■ DOCUMENT EXCERPT:
Volunteering begins at home

Volunteering begins at home

Giving with open hearts and helping hands—this is a spirit of community, where life is valued and service is second-nature. This is Minnesota. According to a 2015 federal report, Minnesota ranks second in the nation for volunteering. Tutoring and collecting food rank as the top volunteer activities but the range of these volunteering activities far exceeds simply helping children with their homework and participating in a food drive. One look at the digital magazine Minneapolis Happening will tell you that tutoring includes assisting in learning labs with ESL classes and GED subject groups and collecting food might require sorting, repacking, and reassembling food packages.

Community organizations and NGOs need volunteers to do a great variety of tasks, from the ordinary to the highly skilled. Do you like children? You could mentor a child with Kids ‘n Kinship or intern with Camp Noah of Lutheran Social Services helping kids impacted by disaster or crisis situations. Would you prefer to work with adults? There are many opportunities to help the homebound, seniors, the disabled, and the dying. Maybe office work is more your style or greeting people as a receptionist. Help people prepare their taxes, provide legal advice to tenants, support cancer patients, or train with the American Red Cross. There is a lot happening in Minneapolis and its surrounding communities and you can be a part of it.

volunteering with Red Cross

Perhaps you have been moved by the devastation caused by recent hurricanes in Texas, Florida, and Puerto Rico or the wildfires in California or you have heard the stories of people who did something to help those in their hour of great need. Should you do the same? Take the advice of those who have been there like Michele Turk with nextavenue.org. Disaster relief work in these states will not be over any time soon. It will take more than a few months to clean up, assess damage, make decisions, and begin the long process of rebuilding lives, neighborhoods, and communities. So, what can you do from Minnesota? NVOAD, the National Voluntary Organizations Active in Disaster, is a good place to start. It is “a network of agencies with more than 60 member organizations nationwide, of which roughly 50 are on the ground in Texas and Florida.” Sign up with any established organization and wait for the call. That call might not come for several months but when it does, you could be ready to answer.

If you discover in your search that you might lack some necessary skills or certification in emergency or disaster relief, then look at CERT (Community Emergency Response Team) or the American Red Cross for classes available. If none of these are good options for you, do not lose heart. Michele Turk also mentions many organizations and credible options that will put donation dollars to good work. She gives sound advice regarding giving. And, as with any organization, vet the group before volunteering or donating; do your homework so you can support them with confidence that your participation will accomplish your goals as well as their own. Volunteering begins at home but doesn’t have to end there.

(Descriptions of regions in natural language)
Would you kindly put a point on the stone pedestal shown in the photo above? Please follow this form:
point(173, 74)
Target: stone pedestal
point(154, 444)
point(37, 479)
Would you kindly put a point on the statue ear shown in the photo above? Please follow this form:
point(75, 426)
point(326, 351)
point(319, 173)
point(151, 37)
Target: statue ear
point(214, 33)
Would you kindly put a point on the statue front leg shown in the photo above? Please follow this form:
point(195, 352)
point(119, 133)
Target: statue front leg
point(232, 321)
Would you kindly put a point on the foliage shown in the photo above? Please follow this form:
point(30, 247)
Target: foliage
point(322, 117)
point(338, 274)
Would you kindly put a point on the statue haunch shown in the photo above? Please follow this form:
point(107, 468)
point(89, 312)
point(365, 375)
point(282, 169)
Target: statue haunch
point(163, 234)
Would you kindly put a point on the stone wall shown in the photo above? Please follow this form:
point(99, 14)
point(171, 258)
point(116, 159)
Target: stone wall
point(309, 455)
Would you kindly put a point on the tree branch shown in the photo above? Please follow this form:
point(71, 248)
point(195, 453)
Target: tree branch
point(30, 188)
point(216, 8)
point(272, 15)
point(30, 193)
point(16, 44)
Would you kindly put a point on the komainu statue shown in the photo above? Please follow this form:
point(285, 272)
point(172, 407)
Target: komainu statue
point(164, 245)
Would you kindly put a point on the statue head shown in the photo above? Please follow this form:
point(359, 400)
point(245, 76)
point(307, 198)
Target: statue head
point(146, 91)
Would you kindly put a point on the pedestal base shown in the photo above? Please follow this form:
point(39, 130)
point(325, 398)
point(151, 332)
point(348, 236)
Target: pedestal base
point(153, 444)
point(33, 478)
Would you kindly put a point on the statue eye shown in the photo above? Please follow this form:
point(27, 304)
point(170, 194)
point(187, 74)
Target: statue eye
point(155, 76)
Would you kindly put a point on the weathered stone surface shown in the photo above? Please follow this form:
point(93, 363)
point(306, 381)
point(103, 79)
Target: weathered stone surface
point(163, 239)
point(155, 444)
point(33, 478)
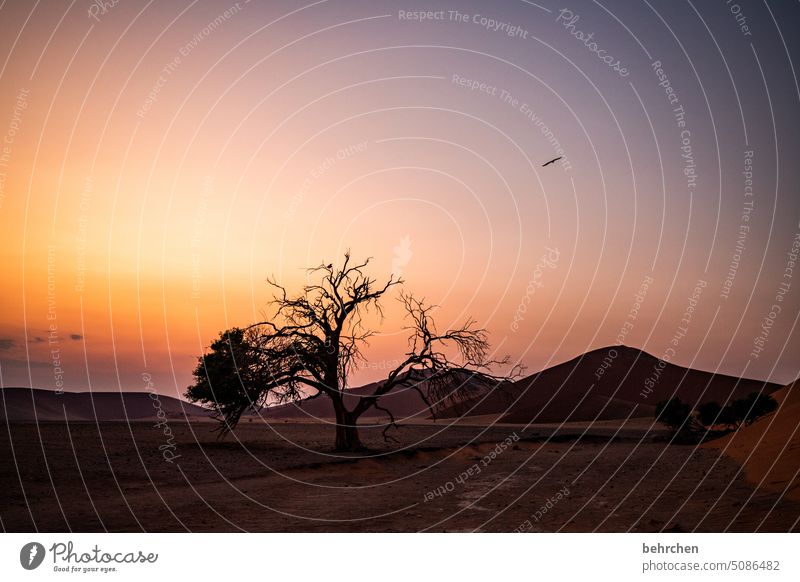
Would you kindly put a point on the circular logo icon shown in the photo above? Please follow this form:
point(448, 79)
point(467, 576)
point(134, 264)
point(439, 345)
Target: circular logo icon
point(31, 555)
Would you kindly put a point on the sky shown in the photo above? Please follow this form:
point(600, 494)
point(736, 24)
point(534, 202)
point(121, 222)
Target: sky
point(161, 160)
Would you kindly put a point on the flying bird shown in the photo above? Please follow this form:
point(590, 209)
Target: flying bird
point(552, 161)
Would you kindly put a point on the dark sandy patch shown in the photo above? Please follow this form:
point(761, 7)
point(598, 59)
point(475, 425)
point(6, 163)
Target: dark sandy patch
point(85, 477)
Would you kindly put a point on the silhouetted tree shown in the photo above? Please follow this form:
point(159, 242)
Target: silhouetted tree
point(749, 409)
point(230, 376)
point(741, 411)
point(310, 342)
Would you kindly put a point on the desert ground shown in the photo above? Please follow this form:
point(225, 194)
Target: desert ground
point(284, 477)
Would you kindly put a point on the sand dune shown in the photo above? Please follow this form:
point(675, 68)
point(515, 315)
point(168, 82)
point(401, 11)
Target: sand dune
point(604, 384)
point(769, 449)
point(26, 404)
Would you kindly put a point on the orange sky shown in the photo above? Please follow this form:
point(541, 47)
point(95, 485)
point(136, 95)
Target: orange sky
point(160, 163)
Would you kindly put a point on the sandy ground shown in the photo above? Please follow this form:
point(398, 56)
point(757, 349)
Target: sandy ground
point(284, 477)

■ YOUR TASK:
Summarize the article on volunteering in two sentences. Rely solely on the text when responding.

■ WRITTEN SOLUTION:
Minnesota, which a 2015 federal report ranks second in the nation for volunteering, offers volunteer work ranging from tutoring and food collection to mentoring children, assisting the homebound and seniors, and training with the American Red Cross. Those wishing to help with disaster relief are advised to sign up with an established organization, with NVOAD as a good starting point, to seek training through CERT or the American Red Cross if they lack the necessary skills, and to vet any group before volunteering or donating.